▸ GOAL OF THE EXERCISE: Count the lines of the data below that contain the string "curtain", treating uppercase and lowercase as different. Reply with the number alone.

▸ DATA TO USE:

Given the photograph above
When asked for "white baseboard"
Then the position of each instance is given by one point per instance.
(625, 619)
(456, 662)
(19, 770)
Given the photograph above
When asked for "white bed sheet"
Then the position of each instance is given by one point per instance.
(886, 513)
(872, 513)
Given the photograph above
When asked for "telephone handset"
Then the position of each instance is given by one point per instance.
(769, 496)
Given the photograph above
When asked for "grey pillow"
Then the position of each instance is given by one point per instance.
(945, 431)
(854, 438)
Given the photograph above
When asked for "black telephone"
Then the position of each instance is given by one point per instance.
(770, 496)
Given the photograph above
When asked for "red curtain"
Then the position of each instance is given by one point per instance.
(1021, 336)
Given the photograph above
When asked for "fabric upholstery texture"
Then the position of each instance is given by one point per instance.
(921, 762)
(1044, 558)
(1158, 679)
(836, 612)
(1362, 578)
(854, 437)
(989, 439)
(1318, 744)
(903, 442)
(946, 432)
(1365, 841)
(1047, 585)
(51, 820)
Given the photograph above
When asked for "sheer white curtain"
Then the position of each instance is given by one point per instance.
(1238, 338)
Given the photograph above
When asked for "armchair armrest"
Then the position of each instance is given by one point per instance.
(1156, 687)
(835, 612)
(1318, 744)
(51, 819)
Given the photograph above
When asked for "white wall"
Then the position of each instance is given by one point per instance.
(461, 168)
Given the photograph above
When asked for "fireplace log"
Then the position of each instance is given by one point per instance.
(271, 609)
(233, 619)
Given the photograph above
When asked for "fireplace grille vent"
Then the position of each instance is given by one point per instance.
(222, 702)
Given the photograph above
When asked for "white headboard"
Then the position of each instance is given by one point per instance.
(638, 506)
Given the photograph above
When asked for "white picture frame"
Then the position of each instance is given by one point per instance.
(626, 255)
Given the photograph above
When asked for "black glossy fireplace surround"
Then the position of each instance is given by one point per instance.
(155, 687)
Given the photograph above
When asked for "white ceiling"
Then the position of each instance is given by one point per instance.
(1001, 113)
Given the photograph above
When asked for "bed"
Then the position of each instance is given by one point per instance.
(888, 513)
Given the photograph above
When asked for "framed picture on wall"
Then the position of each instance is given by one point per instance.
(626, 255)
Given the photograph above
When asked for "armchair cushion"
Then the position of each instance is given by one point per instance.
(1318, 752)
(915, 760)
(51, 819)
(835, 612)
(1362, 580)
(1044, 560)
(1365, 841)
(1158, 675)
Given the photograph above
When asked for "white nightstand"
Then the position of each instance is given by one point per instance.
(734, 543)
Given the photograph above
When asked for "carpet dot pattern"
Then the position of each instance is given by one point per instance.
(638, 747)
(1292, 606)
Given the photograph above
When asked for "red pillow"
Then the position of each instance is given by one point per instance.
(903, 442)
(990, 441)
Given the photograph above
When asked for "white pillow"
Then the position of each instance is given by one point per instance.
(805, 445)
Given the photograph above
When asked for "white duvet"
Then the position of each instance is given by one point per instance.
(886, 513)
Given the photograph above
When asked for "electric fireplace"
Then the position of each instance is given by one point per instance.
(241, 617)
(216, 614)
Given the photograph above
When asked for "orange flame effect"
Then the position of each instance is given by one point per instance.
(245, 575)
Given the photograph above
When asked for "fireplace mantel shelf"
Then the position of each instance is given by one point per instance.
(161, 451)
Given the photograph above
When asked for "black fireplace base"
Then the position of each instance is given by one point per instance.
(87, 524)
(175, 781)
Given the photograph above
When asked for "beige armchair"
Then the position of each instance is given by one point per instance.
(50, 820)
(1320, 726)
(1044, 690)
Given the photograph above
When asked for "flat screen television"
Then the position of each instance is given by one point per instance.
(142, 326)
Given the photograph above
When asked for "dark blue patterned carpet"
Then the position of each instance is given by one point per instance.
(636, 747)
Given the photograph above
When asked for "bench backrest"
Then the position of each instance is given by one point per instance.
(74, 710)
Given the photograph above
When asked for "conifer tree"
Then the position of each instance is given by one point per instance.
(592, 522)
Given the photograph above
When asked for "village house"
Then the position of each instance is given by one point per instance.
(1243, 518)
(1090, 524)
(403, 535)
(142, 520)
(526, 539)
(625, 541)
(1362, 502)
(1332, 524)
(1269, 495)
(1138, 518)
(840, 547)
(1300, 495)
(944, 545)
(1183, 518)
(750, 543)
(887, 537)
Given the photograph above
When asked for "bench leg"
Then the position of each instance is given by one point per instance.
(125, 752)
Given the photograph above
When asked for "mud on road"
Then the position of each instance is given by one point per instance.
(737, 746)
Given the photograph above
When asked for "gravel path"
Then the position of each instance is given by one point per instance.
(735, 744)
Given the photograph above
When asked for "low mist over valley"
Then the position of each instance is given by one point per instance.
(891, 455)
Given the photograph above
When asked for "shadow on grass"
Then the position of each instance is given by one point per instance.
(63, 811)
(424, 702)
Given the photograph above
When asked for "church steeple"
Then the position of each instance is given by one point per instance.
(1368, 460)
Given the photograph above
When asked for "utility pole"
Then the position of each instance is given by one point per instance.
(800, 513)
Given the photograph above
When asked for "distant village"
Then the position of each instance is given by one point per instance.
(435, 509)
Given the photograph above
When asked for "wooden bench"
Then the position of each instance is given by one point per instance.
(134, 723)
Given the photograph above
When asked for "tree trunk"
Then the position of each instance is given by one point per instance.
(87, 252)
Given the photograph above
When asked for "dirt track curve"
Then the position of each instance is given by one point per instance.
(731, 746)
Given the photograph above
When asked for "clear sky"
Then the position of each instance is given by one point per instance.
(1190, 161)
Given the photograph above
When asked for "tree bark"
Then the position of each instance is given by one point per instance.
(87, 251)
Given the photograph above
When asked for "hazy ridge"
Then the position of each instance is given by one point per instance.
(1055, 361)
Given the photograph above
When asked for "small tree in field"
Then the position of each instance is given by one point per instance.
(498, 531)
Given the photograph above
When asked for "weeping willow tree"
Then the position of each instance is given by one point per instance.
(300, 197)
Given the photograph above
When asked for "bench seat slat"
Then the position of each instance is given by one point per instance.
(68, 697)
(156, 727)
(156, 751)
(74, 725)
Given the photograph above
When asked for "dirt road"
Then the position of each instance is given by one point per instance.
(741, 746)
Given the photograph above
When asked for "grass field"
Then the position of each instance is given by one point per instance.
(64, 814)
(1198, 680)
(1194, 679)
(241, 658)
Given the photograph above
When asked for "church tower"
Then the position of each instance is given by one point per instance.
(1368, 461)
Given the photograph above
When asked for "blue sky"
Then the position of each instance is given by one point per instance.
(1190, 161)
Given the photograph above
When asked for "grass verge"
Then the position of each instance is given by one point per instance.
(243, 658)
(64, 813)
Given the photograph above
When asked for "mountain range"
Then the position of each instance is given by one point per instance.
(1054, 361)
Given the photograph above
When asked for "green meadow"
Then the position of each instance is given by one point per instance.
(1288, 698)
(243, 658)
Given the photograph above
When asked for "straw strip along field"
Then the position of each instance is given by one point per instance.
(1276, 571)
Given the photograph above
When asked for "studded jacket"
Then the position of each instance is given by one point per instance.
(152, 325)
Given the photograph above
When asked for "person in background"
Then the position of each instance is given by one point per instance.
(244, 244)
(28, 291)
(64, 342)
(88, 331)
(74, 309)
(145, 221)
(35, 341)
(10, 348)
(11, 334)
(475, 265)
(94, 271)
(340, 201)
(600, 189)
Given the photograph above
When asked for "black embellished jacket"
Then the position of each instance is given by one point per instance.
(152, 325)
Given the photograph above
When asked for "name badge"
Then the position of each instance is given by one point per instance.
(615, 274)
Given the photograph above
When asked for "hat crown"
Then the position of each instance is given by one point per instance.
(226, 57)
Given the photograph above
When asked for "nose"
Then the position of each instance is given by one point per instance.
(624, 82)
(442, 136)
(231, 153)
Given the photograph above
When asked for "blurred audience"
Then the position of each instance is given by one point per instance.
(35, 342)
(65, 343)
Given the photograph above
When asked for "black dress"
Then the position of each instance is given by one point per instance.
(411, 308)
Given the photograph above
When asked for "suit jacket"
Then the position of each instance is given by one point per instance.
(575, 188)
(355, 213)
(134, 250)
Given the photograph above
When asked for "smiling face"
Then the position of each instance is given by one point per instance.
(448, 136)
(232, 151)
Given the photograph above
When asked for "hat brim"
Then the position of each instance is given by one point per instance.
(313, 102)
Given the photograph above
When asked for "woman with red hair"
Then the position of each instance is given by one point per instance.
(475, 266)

▸ ANSWER FOR THE TASK: 2